*** Dataset excerpts

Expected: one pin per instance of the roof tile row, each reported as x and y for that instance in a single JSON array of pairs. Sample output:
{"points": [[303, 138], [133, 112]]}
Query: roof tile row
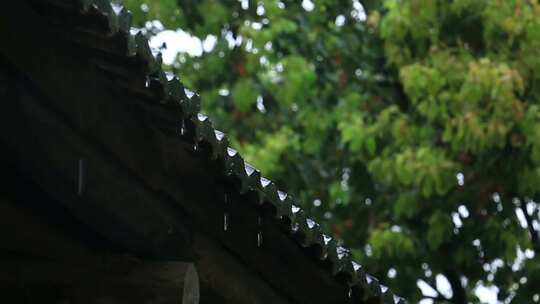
{"points": [[198, 129]]}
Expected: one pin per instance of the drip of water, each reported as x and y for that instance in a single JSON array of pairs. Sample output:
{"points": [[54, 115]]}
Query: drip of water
{"points": [[80, 180], [259, 233], [225, 221], [182, 128], [259, 239]]}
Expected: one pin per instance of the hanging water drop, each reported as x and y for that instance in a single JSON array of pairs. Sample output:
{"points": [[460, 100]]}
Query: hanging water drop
{"points": [[259, 233], [80, 180], [259, 239], [225, 221], [182, 128]]}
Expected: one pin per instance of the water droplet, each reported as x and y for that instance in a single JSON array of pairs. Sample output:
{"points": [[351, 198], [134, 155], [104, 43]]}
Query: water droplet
{"points": [[80, 180], [259, 239], [182, 128], [225, 221], [460, 178]]}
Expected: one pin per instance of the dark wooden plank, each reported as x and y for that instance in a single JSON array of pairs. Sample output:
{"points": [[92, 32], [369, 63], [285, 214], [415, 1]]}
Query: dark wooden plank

******

:: What this task involves ::
Starting from the line that contains "Query: water droplet", reproduce each line of the data exactly through the last one.

:: The completed task ::
Query: water droplet
{"points": [[80, 180], [259, 239], [182, 128], [225, 221], [460, 178]]}
Expected: one pin per instance of the dark wooden plank, each reported as x and y for that instance in a single JSON array of pairs. Sample output:
{"points": [[92, 32], [369, 63], [285, 214], [415, 1]]}
Query: dark wooden plank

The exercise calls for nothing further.